▶ _YOUR INSTRUCTIONS_
From the line that contains "Target: rock in the sea" down to the last line of the data below, transcribe every line exactly.

Point localization data

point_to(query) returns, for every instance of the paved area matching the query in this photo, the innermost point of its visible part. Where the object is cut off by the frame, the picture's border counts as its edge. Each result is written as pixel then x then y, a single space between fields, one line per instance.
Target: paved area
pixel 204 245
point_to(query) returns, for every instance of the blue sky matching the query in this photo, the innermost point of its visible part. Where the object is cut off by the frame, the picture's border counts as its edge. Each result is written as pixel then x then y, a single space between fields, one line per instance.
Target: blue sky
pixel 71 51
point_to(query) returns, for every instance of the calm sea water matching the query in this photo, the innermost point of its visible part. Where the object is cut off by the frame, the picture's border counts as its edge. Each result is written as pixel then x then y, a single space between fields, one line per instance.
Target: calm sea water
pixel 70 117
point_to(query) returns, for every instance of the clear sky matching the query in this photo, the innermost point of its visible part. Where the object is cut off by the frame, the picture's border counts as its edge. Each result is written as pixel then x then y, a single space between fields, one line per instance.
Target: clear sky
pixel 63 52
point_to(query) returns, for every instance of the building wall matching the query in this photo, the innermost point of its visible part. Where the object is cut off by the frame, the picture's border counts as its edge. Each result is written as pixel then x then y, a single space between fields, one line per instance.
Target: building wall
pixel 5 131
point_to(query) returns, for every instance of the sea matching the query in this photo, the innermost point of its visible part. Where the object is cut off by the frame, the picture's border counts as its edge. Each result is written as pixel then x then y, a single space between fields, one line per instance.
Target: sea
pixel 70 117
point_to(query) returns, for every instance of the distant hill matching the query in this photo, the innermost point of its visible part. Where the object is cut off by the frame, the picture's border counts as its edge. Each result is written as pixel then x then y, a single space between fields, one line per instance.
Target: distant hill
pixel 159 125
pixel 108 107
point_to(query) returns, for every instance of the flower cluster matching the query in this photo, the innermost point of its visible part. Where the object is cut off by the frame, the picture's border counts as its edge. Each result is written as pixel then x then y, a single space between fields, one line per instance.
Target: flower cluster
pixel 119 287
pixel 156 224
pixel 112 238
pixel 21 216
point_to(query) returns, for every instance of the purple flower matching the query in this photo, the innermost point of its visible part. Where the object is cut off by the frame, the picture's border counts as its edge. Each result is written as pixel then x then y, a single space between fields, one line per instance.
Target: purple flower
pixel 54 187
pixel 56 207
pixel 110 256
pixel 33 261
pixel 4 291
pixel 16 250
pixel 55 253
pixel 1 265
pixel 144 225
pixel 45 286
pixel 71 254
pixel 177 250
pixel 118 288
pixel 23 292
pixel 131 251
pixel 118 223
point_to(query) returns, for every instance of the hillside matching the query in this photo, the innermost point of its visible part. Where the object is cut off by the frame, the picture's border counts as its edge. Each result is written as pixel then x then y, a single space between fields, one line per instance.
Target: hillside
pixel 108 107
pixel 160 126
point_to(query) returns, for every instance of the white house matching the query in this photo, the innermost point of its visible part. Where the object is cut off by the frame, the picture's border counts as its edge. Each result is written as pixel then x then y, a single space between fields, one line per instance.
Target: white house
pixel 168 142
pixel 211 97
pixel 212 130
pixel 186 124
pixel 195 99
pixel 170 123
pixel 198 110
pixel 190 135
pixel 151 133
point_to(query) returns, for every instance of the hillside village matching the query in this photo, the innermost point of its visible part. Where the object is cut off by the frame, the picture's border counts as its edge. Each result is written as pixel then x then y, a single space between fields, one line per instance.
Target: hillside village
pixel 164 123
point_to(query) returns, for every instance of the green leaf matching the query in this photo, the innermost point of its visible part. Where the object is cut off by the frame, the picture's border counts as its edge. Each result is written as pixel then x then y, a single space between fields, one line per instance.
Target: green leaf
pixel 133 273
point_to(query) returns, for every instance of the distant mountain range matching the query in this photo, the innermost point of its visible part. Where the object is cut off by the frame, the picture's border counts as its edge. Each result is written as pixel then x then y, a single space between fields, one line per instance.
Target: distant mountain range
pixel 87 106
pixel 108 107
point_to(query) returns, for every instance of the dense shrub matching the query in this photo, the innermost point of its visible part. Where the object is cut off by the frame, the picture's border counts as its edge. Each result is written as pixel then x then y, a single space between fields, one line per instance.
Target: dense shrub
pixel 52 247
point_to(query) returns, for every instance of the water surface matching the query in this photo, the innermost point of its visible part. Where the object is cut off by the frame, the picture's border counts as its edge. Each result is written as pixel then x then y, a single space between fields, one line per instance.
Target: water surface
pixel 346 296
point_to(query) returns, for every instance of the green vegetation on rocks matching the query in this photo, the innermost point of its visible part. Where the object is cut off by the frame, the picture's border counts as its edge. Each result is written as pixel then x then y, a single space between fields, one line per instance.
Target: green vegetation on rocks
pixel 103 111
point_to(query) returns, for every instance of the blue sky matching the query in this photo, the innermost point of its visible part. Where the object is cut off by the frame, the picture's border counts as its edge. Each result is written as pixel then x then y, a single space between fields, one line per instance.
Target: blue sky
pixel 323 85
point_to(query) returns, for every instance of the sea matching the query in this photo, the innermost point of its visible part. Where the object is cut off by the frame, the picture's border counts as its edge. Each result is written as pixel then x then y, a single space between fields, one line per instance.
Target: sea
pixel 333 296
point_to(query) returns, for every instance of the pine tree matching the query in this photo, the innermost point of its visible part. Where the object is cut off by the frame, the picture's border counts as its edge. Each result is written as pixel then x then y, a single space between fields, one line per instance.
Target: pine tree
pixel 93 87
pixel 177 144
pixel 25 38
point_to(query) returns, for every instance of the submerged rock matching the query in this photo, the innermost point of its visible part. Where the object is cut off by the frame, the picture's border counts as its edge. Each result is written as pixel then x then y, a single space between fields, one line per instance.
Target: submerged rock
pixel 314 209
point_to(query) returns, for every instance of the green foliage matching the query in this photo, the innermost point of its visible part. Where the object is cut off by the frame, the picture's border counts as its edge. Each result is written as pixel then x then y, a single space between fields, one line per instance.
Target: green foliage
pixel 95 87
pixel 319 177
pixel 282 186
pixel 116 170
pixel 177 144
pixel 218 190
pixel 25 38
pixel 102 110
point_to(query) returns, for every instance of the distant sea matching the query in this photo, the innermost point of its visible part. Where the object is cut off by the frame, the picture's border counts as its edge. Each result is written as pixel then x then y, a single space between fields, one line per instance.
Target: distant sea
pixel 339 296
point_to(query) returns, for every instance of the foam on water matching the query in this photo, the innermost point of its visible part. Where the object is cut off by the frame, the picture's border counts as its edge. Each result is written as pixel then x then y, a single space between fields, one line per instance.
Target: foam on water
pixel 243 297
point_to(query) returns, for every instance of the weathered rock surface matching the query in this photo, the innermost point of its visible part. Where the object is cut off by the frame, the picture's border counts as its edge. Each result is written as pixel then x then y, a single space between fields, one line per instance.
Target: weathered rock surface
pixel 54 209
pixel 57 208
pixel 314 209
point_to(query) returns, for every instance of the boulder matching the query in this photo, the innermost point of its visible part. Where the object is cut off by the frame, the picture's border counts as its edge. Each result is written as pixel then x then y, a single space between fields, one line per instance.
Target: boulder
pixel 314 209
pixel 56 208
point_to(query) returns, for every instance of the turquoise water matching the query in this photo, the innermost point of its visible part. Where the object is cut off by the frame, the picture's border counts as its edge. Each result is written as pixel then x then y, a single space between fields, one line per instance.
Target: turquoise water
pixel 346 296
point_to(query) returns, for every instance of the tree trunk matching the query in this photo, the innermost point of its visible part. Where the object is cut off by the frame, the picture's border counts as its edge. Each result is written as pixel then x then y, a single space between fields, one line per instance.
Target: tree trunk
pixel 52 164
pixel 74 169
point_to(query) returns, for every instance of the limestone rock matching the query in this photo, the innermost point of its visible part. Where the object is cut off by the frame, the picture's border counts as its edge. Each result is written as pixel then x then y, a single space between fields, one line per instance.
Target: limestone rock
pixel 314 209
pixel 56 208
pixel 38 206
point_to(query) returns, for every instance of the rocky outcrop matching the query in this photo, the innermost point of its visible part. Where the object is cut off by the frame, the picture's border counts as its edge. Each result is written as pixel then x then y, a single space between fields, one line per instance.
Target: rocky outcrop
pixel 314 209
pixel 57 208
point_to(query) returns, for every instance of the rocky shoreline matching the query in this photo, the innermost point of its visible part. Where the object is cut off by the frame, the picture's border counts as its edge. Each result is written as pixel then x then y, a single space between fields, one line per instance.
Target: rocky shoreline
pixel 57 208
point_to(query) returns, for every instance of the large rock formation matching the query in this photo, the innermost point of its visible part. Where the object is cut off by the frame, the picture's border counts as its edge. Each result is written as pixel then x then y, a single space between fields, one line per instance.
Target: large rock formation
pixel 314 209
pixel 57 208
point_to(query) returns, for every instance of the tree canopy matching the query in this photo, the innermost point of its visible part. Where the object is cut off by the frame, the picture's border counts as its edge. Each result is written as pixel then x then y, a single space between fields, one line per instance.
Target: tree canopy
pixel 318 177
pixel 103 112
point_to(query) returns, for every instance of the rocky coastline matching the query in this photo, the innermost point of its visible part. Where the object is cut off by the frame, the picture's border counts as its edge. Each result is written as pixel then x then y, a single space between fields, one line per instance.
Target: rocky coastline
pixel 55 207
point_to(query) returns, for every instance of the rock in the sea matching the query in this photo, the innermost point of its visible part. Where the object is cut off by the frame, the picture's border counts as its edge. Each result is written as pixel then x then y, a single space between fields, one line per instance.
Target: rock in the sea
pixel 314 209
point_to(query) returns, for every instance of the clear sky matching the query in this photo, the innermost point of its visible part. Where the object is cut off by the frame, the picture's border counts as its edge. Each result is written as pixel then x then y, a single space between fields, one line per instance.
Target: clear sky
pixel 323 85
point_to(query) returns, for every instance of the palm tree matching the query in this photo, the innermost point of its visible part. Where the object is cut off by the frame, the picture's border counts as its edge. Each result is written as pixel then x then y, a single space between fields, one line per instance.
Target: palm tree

▶ _OUTPUT BELOW_
Target: rock in the sea
pixel 314 209
point_to(query) returns, for every instance of the clear sky matching the query in this photo, the innermost point of its visible part. Where the object is cut off by the frame, the picture's border counts as its edge. Each result is written as pixel then x then y, a single space between fields, one line per instance.
Target: clear sky
pixel 323 85
point_to(query) returns, for every instance of the palm tree matching the query in this photo, the innermost point of its visible part. Where the object is cut off by the frame, the picture's border counts as its edge. Each result is written as pixel then x then y, a single space between fields, one line per instance.
Target: palm tree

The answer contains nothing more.